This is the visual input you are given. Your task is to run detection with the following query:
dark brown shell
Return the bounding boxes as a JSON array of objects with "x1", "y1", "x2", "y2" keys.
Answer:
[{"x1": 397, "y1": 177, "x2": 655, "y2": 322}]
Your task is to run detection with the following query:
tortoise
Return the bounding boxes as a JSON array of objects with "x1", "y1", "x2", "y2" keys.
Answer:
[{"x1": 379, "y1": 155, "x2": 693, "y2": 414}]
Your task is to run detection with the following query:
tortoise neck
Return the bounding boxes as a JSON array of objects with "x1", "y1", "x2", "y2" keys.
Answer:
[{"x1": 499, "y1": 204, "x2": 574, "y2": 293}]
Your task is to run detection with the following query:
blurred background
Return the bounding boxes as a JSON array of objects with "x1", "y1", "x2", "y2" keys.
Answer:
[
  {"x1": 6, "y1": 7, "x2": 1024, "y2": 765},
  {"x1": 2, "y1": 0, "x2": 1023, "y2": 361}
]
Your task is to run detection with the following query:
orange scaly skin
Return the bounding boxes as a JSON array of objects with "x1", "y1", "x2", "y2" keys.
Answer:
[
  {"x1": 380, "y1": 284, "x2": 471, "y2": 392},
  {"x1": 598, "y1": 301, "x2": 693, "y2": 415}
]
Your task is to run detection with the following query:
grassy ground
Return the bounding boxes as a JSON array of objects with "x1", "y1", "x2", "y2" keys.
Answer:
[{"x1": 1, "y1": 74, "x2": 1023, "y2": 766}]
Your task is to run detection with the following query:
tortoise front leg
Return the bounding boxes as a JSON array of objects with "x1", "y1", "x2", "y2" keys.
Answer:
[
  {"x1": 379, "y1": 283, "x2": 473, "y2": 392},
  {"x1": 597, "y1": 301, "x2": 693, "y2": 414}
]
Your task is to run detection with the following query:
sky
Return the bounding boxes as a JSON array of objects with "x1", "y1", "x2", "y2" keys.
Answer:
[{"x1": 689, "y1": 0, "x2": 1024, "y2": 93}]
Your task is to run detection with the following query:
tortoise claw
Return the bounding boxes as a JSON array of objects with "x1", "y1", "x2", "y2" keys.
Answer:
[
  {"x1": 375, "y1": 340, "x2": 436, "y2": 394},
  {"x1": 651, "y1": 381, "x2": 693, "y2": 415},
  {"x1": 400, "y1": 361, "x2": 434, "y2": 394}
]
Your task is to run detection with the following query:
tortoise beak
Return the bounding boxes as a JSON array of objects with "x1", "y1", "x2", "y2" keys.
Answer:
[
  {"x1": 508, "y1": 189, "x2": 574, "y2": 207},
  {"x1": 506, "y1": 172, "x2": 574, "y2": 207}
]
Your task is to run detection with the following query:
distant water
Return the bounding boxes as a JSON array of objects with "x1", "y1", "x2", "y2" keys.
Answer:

====

Exercise goal:
The records above need to be written out once more, exactly.

Response box:
This is the visual input you are given. Your task is to run detection with the following query:
dark brown shell
Return the bounding boxes as a JSON array of objects with "x1", "y1", "x2", "y2" keys.
Answer:
[{"x1": 397, "y1": 177, "x2": 655, "y2": 322}]
Your task is to run detection with the following query:
tortoise
Return the bounding boxes as a JSON array of objects with "x1", "y1", "x2", "y2" keys.
Answer:
[{"x1": 379, "y1": 155, "x2": 693, "y2": 414}]
Your task is to run detection with the following query:
tortoise neck
Return the bounding boxes as a JSON array of objects with "x1", "y1", "x2", "y2" keys.
Answer:
[{"x1": 499, "y1": 204, "x2": 574, "y2": 293}]
Your task is to run detection with the following query:
blurred background
Return the bounding boxes as a JSON array of objects with "x1", "y1", "x2", "y2" keys.
Answer:
[
  {"x1": 6, "y1": 7, "x2": 1024, "y2": 765},
  {"x1": 2, "y1": 0, "x2": 1023, "y2": 361}
]
Your task is to run detection with the following query:
orange scaly skin
Return the bounding boxes as a JSON array of objects with "x1", "y1", "x2", "y2" keys.
Answer:
[
  {"x1": 380, "y1": 284, "x2": 471, "y2": 392},
  {"x1": 598, "y1": 301, "x2": 693, "y2": 415}
]
Your task is to run detection with the following query:
grassy ground
Return the bounding boxes as a JSON array of objects with "x1", "y1", "x2", "y2" keys.
Answer:
[{"x1": 1, "y1": 74, "x2": 1023, "y2": 766}]
Your task is to run detection with the following query:
tortoise front leg
Return the bounding boxes as a JSON array of objects with "x1", "y1", "x2", "y2" keys.
Answer:
[
  {"x1": 379, "y1": 283, "x2": 473, "y2": 392},
  {"x1": 597, "y1": 301, "x2": 693, "y2": 414}
]
Your task is to run detection with the following query:
sky
Return the bounding boxes as a JSON array of objects with "x1", "y1", "x2", "y2" keys.
Answer:
[{"x1": 689, "y1": 0, "x2": 1024, "y2": 93}]
Your task is to run detection with the following query:
tortoise claw
Return the bounding boxes as a JSON array of objects with "x1", "y1", "x2", "y2" keys.
Answer:
[
  {"x1": 375, "y1": 340, "x2": 436, "y2": 394},
  {"x1": 651, "y1": 381, "x2": 693, "y2": 415},
  {"x1": 400, "y1": 361, "x2": 434, "y2": 394}
]
Your task is to run detection with the following query:
tortoise beak
Return the bounding boxes as a JSON array of objects with "x1", "y1", "x2", "y2" keys.
Answer:
[
  {"x1": 508, "y1": 189, "x2": 574, "y2": 207},
  {"x1": 506, "y1": 172, "x2": 574, "y2": 207}
]
Your task is to run detection with the following query:
distant water
Return the bounding boxes as a JSON array of objects with "x1", "y1", "x2", "y2" keys.
Answer:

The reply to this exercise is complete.